— Work to do —
Output every line below without omitting or altering anything.

++++ Entries

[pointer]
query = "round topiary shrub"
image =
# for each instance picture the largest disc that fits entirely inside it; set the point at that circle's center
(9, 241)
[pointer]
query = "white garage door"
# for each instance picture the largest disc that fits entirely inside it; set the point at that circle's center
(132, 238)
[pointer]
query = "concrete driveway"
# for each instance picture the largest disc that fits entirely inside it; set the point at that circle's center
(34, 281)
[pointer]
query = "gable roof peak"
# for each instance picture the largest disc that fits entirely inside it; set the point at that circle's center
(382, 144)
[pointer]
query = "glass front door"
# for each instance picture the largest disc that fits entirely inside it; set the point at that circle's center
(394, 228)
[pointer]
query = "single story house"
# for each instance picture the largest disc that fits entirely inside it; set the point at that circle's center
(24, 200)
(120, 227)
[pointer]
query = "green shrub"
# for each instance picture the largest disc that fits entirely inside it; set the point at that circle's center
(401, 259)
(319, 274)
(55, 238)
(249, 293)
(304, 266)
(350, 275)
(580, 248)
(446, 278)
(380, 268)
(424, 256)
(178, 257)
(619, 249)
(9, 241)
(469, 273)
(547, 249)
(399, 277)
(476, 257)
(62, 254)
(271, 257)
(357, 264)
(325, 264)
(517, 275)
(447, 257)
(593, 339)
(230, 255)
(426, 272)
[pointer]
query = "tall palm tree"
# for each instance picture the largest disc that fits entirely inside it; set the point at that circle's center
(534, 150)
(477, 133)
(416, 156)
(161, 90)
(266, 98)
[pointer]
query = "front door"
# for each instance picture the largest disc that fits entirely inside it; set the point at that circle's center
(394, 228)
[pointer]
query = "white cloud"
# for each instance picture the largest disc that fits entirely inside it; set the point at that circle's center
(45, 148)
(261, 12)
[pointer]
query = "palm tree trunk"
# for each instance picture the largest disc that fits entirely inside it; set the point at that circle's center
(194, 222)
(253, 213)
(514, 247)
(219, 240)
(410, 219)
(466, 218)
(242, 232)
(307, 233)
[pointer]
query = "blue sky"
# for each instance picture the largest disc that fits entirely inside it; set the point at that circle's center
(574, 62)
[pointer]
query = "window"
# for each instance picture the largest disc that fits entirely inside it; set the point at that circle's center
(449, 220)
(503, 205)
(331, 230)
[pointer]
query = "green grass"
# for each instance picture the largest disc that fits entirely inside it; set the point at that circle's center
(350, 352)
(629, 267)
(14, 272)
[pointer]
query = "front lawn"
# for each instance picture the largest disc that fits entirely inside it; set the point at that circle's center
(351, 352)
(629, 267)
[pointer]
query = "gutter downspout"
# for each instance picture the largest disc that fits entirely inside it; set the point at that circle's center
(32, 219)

++++++++

— Response for this exercise —
[pointer]
query = "round topiary shrub"
image =
# for each instance picture the largest disc that fits entirely inside it; set the point at that circle's center
(9, 241)
[pointer]
query = "white garage door"
# for each instance picture the largest disc that fits entirely inside it; set the point at that circle's center
(132, 238)
[pointer]
query = "concrete driveway"
# for each instance picture the largest disc that fits entirely inside it; set the point at that circle's center
(34, 281)
[pointer]
query = "gable roof peak"
# for each instance picture the largest disc that fits entirely inside it; set the point at that circle's center
(382, 144)
[pointer]
query = "glass front door"
# for each instance picture the largest disc that fits entirely inside it; set the point at that circle's center
(394, 228)
[pointer]
query = "single story house"
# for each instance picture the largest disc that fits entirely inside it; set the point at that circle's center
(24, 200)
(120, 227)
[pointer]
query = "green shrub"
# for each instance picture the largest disc that fits entirely inside it; set the point at that circle's center
(401, 259)
(319, 274)
(55, 238)
(249, 293)
(304, 266)
(350, 275)
(580, 248)
(446, 278)
(380, 268)
(424, 256)
(178, 257)
(619, 249)
(9, 241)
(469, 273)
(547, 249)
(399, 277)
(476, 257)
(62, 254)
(271, 257)
(357, 264)
(325, 264)
(517, 275)
(447, 257)
(593, 339)
(230, 255)
(426, 272)
[pointer]
query = "tall palm tree"
# for each instance picture the largest disc that fits entirely inside it; set the point at that circle's center
(534, 150)
(477, 133)
(416, 156)
(161, 90)
(266, 98)
[pointer]
query = "front door"
# for each instance picture the largest disc that fits entirely inside it; set the point at that circle's center
(394, 228)
[pointer]
query = "white cloud"
# for each instance picture the largest disc that fits entirely inside it; set the point at that circle's center
(45, 148)
(261, 12)
[pointer]
query = "palm tree trunk"
# for each instance picture the largest disc that fits entirely inside it; set the point at that circle's center
(194, 222)
(253, 213)
(514, 247)
(219, 240)
(410, 219)
(466, 218)
(242, 232)
(307, 233)
[pointer]
query = "blue sky"
# for each instance picture the largest disc that fits entirely inside it; set the point at that circle's center
(574, 62)
[pointer]
query = "window"
# for each instance picture the largest disc that fits entirely inside it; set the point at that circle's center
(449, 220)
(503, 205)
(331, 230)
[pointer]
query = "green grass"
# for each instance picture the largest disc that fits entirely inside it; set the point at that circle's center
(350, 352)
(629, 267)
(14, 272)
[pointer]
query = "front lawn"
# for each instance picture the largest disc that fits entirely inside it; set the point at that circle's center
(351, 352)
(629, 267)
[pointer]
query = "gutter downspout"
# for each instance picture the largest disc that fits entirely inside it; set the point at that circle's center
(32, 219)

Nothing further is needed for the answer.